* **TASK DETAILS**: Without including pictures, set down every record exactly as it stands.

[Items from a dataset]
# # # #
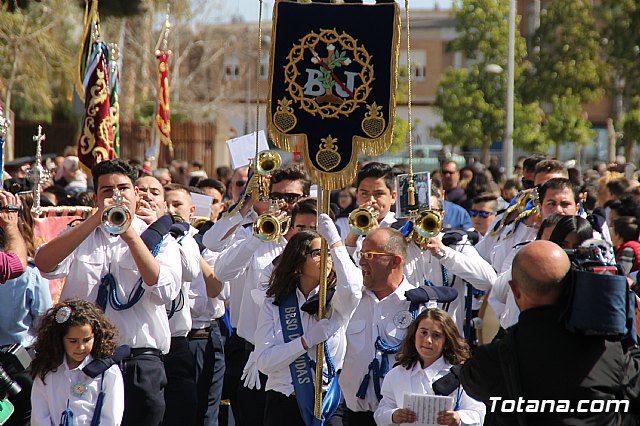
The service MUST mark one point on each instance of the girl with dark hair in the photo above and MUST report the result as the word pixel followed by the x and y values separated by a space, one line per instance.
pixel 70 336
pixel 289 329
pixel 432 345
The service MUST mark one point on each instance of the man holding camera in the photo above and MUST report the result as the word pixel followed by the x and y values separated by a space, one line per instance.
pixel 539 360
pixel 13 260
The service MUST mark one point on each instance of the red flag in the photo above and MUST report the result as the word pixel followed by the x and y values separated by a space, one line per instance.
pixel 96 136
pixel 163 116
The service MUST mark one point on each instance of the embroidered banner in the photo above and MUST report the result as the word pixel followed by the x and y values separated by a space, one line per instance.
pixel 163 116
pixel 332 88
pixel 96 135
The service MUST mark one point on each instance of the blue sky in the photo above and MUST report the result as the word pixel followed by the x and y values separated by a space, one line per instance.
pixel 248 9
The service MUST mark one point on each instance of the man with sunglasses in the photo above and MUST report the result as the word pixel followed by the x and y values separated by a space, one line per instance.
pixel 382 315
pixel 241 264
pixel 483 210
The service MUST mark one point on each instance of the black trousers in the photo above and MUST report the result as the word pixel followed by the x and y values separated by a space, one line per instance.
pixel 144 383
pixel 208 355
pixel 360 418
pixel 180 394
pixel 280 410
pixel 22 401
pixel 247 404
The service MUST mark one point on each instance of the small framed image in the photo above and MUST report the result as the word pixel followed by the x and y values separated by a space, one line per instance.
pixel 422 185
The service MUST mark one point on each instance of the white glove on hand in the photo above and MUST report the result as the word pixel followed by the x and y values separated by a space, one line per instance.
pixel 250 374
pixel 319 332
pixel 328 229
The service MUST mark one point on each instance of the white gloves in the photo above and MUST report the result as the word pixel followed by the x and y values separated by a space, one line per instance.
pixel 328 229
pixel 319 332
pixel 250 374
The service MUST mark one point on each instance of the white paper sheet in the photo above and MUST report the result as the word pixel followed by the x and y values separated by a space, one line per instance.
pixel 426 407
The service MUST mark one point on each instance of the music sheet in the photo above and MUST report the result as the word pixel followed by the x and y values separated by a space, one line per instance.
pixel 426 407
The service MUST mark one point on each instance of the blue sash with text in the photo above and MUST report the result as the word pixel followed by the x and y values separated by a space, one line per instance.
pixel 301 376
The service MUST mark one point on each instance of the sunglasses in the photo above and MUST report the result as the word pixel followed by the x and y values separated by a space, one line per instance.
pixel 527 183
pixel 368 255
pixel 481 213
pixel 289 197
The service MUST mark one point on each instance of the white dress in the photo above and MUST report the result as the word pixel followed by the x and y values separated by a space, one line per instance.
pixel 419 380
pixel 50 400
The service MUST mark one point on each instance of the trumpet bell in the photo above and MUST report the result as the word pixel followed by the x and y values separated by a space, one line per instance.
pixel 269 227
pixel 428 224
pixel 267 162
pixel 116 219
pixel 362 220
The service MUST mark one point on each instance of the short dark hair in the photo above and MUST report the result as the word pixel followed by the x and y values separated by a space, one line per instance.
pixel 618 186
pixel 212 183
pixel 568 224
pixel 110 167
pixel 529 163
pixel 551 166
pixel 558 184
pixel 294 173
pixel 377 170
pixel 627 227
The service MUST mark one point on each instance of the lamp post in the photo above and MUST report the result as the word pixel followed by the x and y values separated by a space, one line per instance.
pixel 507 146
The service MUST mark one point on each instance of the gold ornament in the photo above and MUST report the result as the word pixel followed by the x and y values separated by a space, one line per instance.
pixel 328 157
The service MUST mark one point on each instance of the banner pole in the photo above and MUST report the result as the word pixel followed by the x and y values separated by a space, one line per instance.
pixel 324 201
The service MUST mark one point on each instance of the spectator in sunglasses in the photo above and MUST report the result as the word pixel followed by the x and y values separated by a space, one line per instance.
pixel 483 211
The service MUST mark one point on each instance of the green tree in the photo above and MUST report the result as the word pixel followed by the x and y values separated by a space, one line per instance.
pixel 36 47
pixel 472 100
pixel 621 19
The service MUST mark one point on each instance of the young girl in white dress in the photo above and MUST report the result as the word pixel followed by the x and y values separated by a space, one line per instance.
pixel 70 336
pixel 432 345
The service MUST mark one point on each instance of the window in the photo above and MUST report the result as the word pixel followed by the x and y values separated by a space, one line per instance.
pixel 418 63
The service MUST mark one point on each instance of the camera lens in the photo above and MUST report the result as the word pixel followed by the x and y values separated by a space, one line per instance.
pixel 8 387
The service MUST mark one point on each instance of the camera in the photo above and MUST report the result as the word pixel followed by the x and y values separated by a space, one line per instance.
pixel 13 359
pixel 598 301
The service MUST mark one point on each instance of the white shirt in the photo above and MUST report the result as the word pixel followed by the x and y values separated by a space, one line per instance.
pixel 212 239
pixel 244 260
pixel 275 356
pixel 50 400
pixel 203 308
pixel 145 325
pixel 463 264
pixel 371 318
pixel 180 322
pixel 419 380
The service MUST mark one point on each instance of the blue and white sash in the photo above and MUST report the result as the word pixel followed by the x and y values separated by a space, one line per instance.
pixel 301 377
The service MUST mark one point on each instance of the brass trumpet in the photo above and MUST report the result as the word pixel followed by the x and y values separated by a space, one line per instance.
pixel 428 224
pixel 362 220
pixel 117 218
pixel 270 226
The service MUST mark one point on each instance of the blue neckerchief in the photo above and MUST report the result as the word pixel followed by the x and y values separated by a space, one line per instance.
pixel 468 312
pixel 380 368
pixel 176 305
pixel 97 412
pixel 67 416
pixel 107 291
pixel 290 321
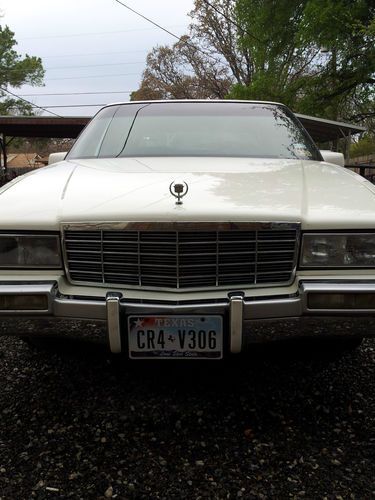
# # # #
* **SOLVED EXERCISE**:
The service MUST mark one point on each instance of the girl with dark hair in the photo above and MUST report the result as the word pixel followed by the x and y values separated by a space, one line per instance.
pixel 70 336
pixel 289 329
pixel 432 345
The service MUST mark one point on each instance of the man holding camera in the photo above and MUST report the result as the word pixel followed by the x and y values separated by a space, one line per instance.
pixel 539 360
pixel 13 260
The service MUST mark one point on each instance of the red flag in the photo above and MUST report the result as the word pixel followed by the x and y values separated by a space, one line per instance.
pixel 96 136
pixel 163 116
The service MUST mark one point on each instance of the embroidered banner in the photo above and MUST report the result as the word pixel followed by the x and y values separated by a space, one line per instance.
pixel 163 116
pixel 332 88
pixel 96 135
The service MUST mark one point on each instance of the blue sky in the photo above and MUST report the result as the word pixel followed by the x and y values separated by a space, one line per instance.
pixel 248 9
The service MUST mark one point on each instance of the man with sunglasses in the photo above and MUST report the result as the word pixel followed by the x and y values separated by a space, one line per instance.
pixel 382 315
pixel 241 264
pixel 483 210
The service MUST mark one point on each instance of the black trousers in the photo above and MUST report the result as the word pixel followed by the x and y values separated by a space, one line per instance.
pixel 144 383
pixel 208 355
pixel 360 418
pixel 180 394
pixel 280 410
pixel 22 401
pixel 247 404
The service MUST mark one point on each instance of the small framed image in the photo above and MUST report the result as the word pixel followed by the x and y values separated by a space, one line per instance.
pixel 422 185
The service MUST mark one point on each instance of the white glove on hand in the photo above and MUST report the result as the word pixel followed by the x and y values separated by a space, one line per instance.
pixel 250 374
pixel 319 332
pixel 328 229
The service MUST mark one point on each instance of the white gloves in the photo above and MUST report the result as the word pixel followed by the x and y values separated by a space, one line per instance.
pixel 328 229
pixel 319 332
pixel 250 374
The service MUST mark one point on each instance of the white paper sheet in the photo above and MUST report the result as the word pixel followed by the x and y values separated by a space, one line per instance.
pixel 426 407
The service MUST mark one point on each instance of the music sheet in the photo above and MUST report the result as the word pixel followed by the x and y values separated by a space, one line per instance.
pixel 426 407
The service MUST mark one point on each instance of the blue sash with text in the photo above and MUST report the result as the word pixel followed by the x and y values separated by a space, one line per instance.
pixel 301 376
The service MUST mark one point on each instance of the sunglasses in the photo above and MUST report the result as the word pixel followed by the x and y values separated by a space, one line per instance.
pixel 527 183
pixel 368 255
pixel 481 213
pixel 289 197
The service MUST mark one point on each instance of the white dress in the photo above and MUST report the result as the word pixel followed by the x and y values separated by a space, one line per instance.
pixel 419 380
pixel 50 400
The service MUST mark one point on each instance of the trumpet bell in the photo above and MUST report the result as the word pixel followed by the x and y values separated by a space, one line per instance.
pixel 269 227
pixel 428 224
pixel 267 162
pixel 116 219
pixel 362 220
The service MUST mark one point on each instance of the short dark hair in the photo above and MUST report the result as the word pixel followed by the x and y values separated by a space, one line per instance.
pixel 618 186
pixel 212 183
pixel 568 224
pixel 110 167
pixel 529 163
pixel 551 166
pixel 558 184
pixel 294 173
pixel 377 170
pixel 627 227
The service MUST mark one point on each instance of the lamp post in the photo above and MUST report the result as the word pixel followed by the x and y values separated by a space, one line per instance.
pixel 507 146
The service MUST mark one point on each instance of the gold ornament in the photo above and MUST report the result as the word pixel followed by the x and y values separated by a space, one line per instance.
pixel 328 157
The service MUST mark one point on each instance of the banner pole in the photo above and MUST report the result as the word pixel followed by the x and y values separated by a space, one line per instance.
pixel 324 201
The service MUST mark one point on each instance of the spectator in sunglasses in the photo above and MUST report the result as the word pixel followed by the x and y values separated by a space, one line per instance.
pixel 483 211
The service MUST mark one point on each instance of the green tree in the photo above and MUST report the result as the word pixel followed by the x and y values separated by a space, one line per instance.
pixel 36 47
pixel 472 100
pixel 621 19
The service MUST mark one point on each instance of the young girl in white dress in the photo above and MUST report the result as the word pixel followed by the x and y values separated by a space, one line per instance.
pixel 70 336
pixel 432 345
The service MUST mark one point on each instance of the window in the photo above and MUST report the result as the word pixel followed by the x and y values separated by a space, one line per instance.
pixel 418 63
The service MUST mark one point on each instance of the camera lens in the photo above and MUST report the result as the word pixel followed by the x and y values separated by a space, one line per instance.
pixel 8 387
The service MUST mark one point on each instance of the camera in the photo above and MUST report the result as the word pixel followed by the x and y values separated by a space, one line per instance.
pixel 13 359
pixel 598 301
The service MUST mark one point on each instance of the white shirt in the photo above and MUST report the result as the word pixel followed by the x and y values separated by a space, one line per instance.
pixel 212 239
pixel 244 260
pixel 275 356
pixel 50 400
pixel 203 308
pixel 145 325
pixel 463 264
pixel 371 318
pixel 180 322
pixel 419 380
The service MUST mark one point on each instance of the blue and white sash in the photo above and MUST report the result as the word pixel followed by the x and y values separated by a space, one line per instance.
pixel 301 377
The service MUST mark one point on each instance of the brass trumpet in the photo above and MUST report the result as the word pixel followed by the x and y values separated by a space, one line per instance.
pixel 428 224
pixel 362 220
pixel 117 218
pixel 270 226
The service MUST mark one point on each instance of the blue neckerchief in the photo above and MUST report the result as the word pixel followed by the x and y values separated by a space, one line per instance.
pixel 468 312
pixel 380 368
pixel 176 305
pixel 97 412
pixel 67 416
pixel 107 291
pixel 290 321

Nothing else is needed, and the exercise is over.